- THE REQUEST
Copy out, exactly as given, every line from the line with "Where can the man in gray" to the end of the listing, both of those lines included.

- RECORDS SUPPLIED
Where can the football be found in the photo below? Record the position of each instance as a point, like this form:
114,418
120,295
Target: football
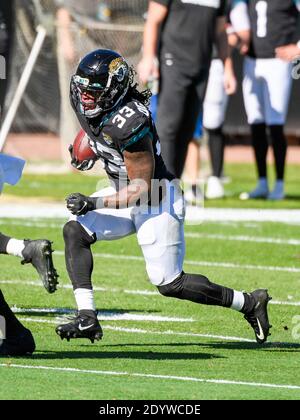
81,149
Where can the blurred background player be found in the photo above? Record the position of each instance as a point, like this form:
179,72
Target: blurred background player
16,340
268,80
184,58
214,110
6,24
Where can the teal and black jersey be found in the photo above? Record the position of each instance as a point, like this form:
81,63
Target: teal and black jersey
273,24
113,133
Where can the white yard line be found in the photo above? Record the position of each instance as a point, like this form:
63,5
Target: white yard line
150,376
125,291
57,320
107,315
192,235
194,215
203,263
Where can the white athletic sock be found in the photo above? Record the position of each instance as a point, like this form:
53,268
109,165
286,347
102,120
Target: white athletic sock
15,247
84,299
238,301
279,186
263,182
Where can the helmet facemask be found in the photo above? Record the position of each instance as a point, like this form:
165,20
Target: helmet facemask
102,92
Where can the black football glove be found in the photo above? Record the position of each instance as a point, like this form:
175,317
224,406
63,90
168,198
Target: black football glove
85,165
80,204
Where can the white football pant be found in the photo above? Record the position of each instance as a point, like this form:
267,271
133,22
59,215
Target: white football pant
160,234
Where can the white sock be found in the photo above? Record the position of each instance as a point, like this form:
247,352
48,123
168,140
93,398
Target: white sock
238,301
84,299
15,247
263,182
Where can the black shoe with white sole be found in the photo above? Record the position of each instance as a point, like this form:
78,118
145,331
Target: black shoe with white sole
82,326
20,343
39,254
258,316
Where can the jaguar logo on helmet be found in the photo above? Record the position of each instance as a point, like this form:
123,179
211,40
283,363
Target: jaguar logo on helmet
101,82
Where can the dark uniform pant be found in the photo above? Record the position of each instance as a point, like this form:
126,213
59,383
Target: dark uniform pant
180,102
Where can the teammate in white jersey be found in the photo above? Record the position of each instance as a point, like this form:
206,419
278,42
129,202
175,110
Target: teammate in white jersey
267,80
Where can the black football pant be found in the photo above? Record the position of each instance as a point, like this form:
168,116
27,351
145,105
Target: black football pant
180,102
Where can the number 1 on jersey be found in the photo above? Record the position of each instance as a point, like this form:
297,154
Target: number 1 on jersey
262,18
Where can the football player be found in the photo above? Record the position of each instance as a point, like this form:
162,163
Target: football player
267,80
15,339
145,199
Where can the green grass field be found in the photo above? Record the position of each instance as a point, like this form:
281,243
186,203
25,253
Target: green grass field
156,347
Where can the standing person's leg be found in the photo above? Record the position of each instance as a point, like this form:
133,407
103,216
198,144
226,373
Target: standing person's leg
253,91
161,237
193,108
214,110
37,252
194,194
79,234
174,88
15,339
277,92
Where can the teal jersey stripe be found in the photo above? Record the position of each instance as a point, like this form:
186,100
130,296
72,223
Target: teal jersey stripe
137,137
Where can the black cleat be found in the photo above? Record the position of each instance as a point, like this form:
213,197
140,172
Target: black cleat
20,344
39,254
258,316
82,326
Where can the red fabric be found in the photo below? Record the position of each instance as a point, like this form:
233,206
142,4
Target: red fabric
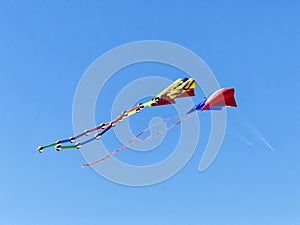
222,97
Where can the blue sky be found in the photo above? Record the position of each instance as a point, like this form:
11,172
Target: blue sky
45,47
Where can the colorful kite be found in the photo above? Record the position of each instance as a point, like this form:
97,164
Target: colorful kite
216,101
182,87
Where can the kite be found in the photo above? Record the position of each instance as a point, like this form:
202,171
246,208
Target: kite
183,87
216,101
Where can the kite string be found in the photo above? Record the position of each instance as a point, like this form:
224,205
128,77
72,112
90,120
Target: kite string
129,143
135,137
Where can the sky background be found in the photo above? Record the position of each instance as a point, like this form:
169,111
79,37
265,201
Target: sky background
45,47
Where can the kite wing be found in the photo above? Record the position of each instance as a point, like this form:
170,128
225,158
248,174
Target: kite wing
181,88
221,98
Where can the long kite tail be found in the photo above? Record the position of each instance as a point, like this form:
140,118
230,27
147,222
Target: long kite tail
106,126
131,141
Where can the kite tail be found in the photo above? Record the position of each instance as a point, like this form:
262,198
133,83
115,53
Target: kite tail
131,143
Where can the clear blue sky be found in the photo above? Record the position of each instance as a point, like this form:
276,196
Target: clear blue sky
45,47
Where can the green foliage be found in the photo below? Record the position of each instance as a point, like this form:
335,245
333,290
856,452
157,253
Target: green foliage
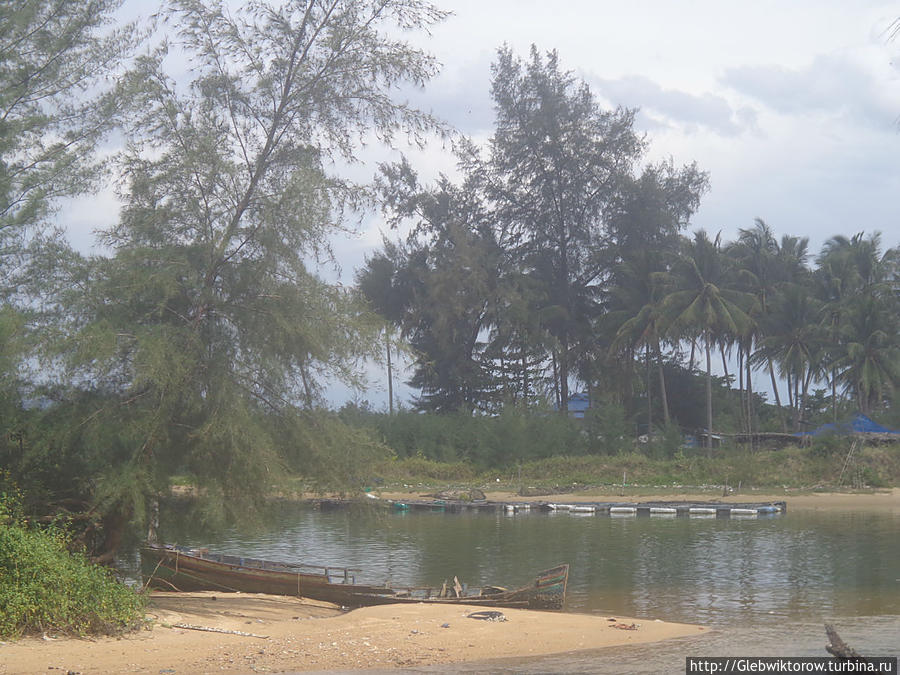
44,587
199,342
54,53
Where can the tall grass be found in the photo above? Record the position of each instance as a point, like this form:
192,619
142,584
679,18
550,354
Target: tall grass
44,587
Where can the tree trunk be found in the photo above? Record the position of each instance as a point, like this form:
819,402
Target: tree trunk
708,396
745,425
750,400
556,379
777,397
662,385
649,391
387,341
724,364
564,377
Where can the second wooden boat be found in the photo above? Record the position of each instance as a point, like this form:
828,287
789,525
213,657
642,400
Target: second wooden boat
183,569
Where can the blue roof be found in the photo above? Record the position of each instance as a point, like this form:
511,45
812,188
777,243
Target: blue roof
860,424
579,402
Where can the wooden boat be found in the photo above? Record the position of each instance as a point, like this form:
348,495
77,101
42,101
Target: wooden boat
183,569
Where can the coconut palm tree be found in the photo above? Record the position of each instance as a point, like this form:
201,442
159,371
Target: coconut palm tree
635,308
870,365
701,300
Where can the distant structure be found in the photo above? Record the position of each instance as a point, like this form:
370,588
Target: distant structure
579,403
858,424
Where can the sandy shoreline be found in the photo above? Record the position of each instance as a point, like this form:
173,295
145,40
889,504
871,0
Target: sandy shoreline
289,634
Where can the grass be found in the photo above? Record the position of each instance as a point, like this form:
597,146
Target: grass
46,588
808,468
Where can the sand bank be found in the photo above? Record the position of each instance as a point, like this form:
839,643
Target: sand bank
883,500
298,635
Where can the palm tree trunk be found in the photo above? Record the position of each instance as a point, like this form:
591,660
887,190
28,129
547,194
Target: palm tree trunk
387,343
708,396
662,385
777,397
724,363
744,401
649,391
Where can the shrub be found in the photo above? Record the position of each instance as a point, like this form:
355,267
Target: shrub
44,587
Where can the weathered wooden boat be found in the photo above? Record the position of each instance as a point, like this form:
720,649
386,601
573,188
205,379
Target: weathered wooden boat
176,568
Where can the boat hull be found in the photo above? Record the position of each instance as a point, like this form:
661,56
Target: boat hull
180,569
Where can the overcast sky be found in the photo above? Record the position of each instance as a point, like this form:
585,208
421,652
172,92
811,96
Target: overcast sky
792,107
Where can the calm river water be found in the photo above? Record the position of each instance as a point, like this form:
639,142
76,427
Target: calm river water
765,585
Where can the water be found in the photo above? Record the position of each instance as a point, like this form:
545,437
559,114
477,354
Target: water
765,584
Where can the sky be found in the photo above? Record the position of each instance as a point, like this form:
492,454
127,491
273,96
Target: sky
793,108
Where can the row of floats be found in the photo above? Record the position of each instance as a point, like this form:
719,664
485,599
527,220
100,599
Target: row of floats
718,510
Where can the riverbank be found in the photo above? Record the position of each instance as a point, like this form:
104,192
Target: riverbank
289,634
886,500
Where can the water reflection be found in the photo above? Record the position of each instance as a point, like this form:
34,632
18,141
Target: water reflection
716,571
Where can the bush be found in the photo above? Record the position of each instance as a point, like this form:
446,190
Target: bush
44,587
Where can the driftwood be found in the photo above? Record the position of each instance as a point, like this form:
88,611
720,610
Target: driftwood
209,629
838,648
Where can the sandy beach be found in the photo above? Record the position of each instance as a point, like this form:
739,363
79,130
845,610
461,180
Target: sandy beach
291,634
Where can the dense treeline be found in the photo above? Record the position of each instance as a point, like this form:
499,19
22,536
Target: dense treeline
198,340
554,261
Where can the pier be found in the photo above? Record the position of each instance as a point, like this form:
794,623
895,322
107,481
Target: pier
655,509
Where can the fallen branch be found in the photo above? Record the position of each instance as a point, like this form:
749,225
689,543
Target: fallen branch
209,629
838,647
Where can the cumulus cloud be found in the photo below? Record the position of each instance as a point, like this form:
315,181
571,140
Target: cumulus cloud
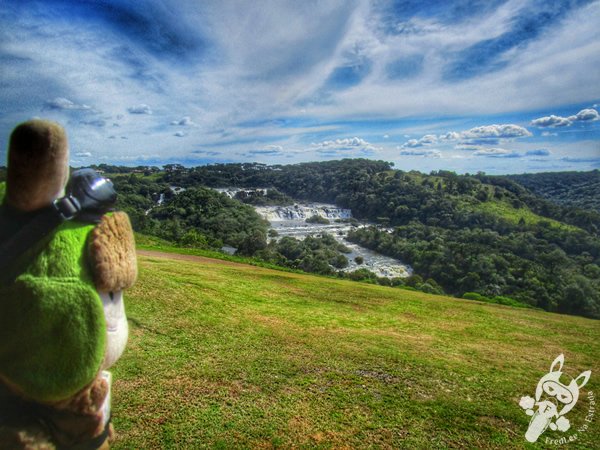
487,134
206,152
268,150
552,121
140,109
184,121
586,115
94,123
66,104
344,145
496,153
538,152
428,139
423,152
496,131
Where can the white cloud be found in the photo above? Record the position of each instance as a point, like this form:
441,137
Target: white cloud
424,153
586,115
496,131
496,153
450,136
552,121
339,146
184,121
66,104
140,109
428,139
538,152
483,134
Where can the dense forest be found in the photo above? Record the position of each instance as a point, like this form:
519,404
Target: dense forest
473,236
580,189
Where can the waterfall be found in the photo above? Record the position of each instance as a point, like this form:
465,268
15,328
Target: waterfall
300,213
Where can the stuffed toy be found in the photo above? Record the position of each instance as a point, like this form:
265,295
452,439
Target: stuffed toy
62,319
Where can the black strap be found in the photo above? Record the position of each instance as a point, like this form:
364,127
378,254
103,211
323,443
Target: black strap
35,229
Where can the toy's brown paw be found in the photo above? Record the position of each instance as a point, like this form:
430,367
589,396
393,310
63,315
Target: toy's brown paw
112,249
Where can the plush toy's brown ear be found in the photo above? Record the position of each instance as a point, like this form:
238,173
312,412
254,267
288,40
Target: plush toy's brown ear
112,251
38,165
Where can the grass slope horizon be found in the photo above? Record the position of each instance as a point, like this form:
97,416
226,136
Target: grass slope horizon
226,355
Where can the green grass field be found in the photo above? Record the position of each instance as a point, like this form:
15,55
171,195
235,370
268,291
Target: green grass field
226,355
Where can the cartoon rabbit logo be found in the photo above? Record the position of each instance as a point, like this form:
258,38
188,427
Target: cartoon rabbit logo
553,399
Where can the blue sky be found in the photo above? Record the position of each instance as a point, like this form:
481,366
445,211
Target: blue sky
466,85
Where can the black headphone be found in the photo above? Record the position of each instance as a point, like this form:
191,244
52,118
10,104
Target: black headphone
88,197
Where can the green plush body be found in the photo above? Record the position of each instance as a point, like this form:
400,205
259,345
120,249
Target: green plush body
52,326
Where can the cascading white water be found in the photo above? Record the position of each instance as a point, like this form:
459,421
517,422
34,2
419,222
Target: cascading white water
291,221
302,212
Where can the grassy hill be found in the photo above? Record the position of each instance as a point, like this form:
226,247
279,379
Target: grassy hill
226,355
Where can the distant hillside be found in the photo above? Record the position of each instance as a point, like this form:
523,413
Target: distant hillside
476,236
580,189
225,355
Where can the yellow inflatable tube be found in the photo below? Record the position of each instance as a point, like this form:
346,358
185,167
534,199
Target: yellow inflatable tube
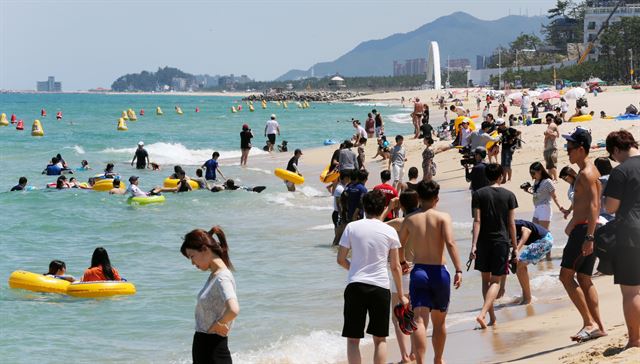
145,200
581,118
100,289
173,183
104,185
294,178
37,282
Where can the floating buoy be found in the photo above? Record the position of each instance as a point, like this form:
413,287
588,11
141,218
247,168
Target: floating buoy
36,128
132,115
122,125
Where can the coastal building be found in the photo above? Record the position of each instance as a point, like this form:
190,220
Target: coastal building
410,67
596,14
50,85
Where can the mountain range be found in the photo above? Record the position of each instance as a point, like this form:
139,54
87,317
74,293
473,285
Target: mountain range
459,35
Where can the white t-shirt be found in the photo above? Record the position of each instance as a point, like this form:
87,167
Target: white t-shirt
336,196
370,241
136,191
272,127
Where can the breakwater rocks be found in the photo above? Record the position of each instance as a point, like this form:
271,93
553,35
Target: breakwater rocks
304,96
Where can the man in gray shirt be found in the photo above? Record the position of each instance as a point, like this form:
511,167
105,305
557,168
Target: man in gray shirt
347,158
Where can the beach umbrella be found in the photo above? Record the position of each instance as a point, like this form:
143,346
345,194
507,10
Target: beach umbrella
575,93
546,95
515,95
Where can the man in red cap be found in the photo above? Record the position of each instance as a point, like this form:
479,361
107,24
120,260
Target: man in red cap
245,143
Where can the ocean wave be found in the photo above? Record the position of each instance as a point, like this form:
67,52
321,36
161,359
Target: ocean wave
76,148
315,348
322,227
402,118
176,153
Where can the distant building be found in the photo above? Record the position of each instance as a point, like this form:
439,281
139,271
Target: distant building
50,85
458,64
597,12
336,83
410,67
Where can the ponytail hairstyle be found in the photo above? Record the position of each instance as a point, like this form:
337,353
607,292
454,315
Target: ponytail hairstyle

- REPLY TO THE TASK
Where can the man in gray shirt be found in the photo above? Record the position of each instance as a point, like this form:
511,167
105,305
557,168
Target: man in gray shirt
347,158
Where can the beach umbrella be found in the photo above? Record the position of each instance as a point, like this form:
143,346
345,194
507,10
Target: beach umbrella
575,93
546,95
515,95
Where can the man in red cap be found in the photo above? Record the position of each instance as a point, like this form:
479,361
107,24
120,260
Target: man in red cap
245,143
Where can the ocean wave be found in the photo above? Record the position of each instance as a point, like this form:
67,52
321,36
161,359
Target: ocean wave
76,148
315,348
322,227
402,118
176,153
Where can the distant building be found in the photo above? Record the position of each instance as a point, like this form:
439,281
139,271
Target: distant building
50,85
458,64
597,12
336,83
410,67
Where can the ponytail hairstyle be found in the photo above? Record the position of each instance as a point, like this form:
337,353
607,292
454,315
Target: ponytail hairstyle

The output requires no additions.